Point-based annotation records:
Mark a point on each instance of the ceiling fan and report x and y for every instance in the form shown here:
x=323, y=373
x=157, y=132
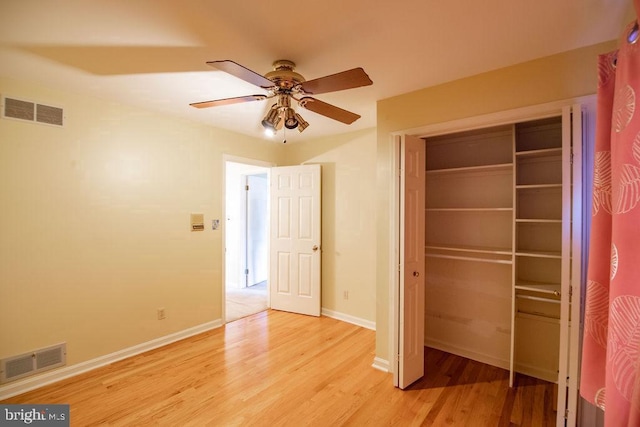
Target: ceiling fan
x=284, y=84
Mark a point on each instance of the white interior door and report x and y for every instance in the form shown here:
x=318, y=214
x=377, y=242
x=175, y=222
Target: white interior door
x=294, y=274
x=411, y=271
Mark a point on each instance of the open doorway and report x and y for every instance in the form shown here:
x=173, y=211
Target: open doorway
x=246, y=238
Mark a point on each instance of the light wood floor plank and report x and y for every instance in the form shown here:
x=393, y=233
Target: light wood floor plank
x=281, y=369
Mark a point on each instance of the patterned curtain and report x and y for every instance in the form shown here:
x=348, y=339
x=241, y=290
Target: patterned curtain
x=611, y=343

- [STATED TASK]: Please repeat all the records above word for word, leaving out the pictures.

- [RESULT]:
Mark a point on each instance of the ceiling fan and report x and y for every instance in the form shown here:
x=323, y=373
x=157, y=132
Target: ceiling fan
x=284, y=84
Mark a point on each instance of the white interior door and report x and y for every instance in the form shown here:
x=318, y=214
x=377, y=242
x=175, y=222
Target: white interior door
x=294, y=274
x=411, y=271
Mark a point on each instance of the open doorway and report x and y for every instance in the form shown here:
x=173, y=211
Target: open doorway
x=246, y=238
Mark a point on each instance of the light wood floor plank and report x and y for every instance in the form shown here:
x=393, y=233
Target: light wood floor plank
x=281, y=369
Mark a point on each instance of the patterned curtain and report x and y for every instance in the form shown here:
x=348, y=339
x=241, y=290
Target: patterned curtain
x=611, y=343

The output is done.